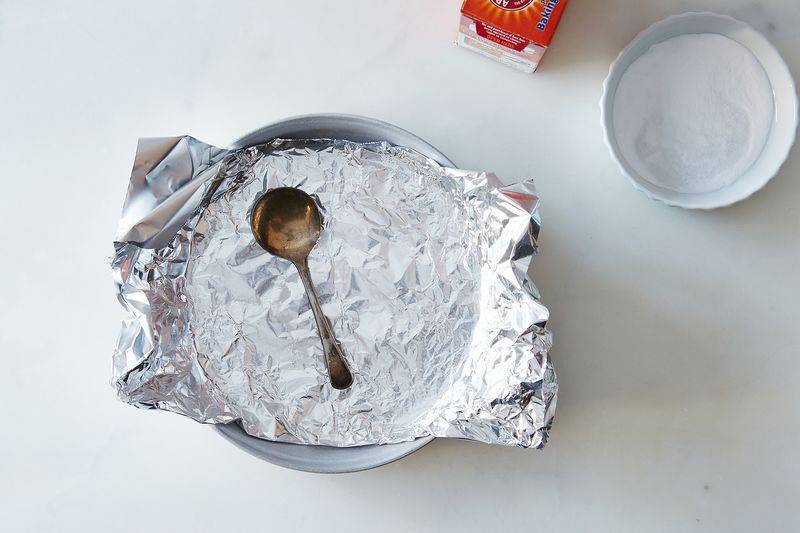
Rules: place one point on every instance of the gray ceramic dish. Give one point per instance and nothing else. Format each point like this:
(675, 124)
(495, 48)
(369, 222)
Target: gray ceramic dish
(327, 459)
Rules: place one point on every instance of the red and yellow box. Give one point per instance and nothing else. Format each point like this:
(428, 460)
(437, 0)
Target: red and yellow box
(514, 32)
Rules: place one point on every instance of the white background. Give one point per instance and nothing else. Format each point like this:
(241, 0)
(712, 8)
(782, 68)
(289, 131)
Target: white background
(676, 332)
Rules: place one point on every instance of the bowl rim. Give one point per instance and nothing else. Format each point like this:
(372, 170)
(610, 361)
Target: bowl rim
(329, 459)
(713, 199)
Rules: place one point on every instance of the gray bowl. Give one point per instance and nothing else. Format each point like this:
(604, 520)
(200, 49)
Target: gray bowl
(328, 459)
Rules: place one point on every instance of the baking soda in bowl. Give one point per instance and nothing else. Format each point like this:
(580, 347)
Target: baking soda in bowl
(693, 113)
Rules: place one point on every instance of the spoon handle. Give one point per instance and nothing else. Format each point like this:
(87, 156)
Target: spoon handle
(340, 375)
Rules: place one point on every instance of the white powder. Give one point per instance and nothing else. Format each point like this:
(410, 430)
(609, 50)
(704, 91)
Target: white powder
(693, 113)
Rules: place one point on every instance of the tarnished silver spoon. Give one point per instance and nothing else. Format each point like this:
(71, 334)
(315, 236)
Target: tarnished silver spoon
(287, 224)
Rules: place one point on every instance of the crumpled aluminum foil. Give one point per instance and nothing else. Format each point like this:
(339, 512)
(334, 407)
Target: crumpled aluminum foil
(422, 270)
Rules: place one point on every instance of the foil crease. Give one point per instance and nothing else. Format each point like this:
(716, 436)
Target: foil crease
(422, 270)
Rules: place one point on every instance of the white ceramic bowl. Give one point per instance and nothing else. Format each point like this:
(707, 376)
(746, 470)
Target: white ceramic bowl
(781, 136)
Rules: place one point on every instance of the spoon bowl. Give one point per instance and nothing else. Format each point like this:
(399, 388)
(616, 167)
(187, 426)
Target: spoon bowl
(287, 223)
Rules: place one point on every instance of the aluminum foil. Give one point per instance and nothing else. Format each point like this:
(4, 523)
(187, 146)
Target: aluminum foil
(422, 270)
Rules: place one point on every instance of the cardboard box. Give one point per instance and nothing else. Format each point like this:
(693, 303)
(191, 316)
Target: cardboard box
(514, 32)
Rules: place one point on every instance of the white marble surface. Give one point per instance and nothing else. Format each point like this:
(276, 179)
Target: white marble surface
(677, 345)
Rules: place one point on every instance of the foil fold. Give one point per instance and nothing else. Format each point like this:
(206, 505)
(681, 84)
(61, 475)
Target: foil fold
(422, 270)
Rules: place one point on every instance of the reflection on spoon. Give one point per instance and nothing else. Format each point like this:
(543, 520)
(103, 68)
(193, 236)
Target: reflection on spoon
(287, 224)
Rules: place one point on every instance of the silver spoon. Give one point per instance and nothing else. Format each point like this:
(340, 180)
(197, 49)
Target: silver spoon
(287, 224)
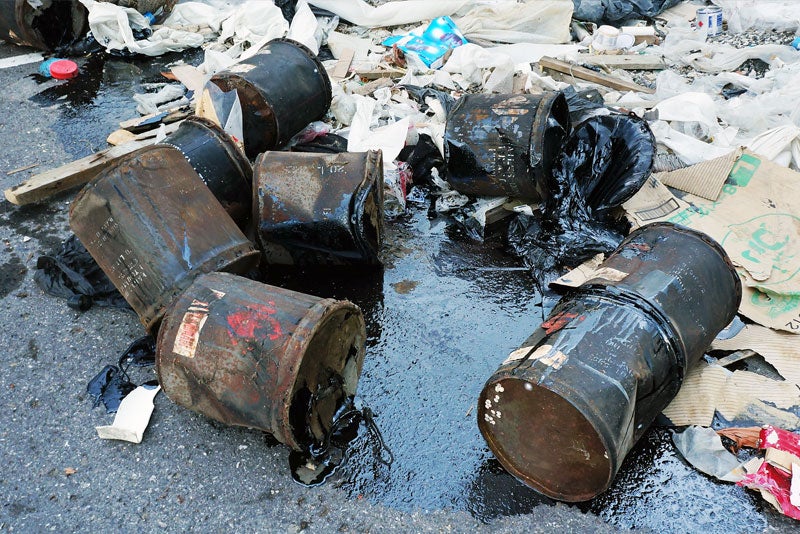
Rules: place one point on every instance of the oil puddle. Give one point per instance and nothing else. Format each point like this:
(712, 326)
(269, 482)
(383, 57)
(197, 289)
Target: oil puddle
(429, 352)
(12, 274)
(93, 104)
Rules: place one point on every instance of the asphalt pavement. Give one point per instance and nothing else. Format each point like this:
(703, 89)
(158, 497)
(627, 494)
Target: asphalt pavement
(436, 334)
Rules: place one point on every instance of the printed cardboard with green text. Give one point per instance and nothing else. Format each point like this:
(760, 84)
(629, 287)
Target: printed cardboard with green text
(756, 219)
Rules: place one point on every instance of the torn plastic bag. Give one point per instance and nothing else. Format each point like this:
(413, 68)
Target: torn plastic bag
(73, 274)
(582, 104)
(603, 163)
(422, 157)
(763, 15)
(112, 383)
(422, 94)
(616, 11)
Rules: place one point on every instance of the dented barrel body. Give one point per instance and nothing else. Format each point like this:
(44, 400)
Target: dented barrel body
(221, 165)
(319, 209)
(564, 409)
(282, 89)
(500, 145)
(45, 27)
(254, 355)
(152, 225)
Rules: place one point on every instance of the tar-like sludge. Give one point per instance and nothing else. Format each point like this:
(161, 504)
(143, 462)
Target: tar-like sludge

__Task to complete__
Counting only lines that hold the word "sludge", state how many there are in the data. Write the number alone.

__Response to this exercise__
2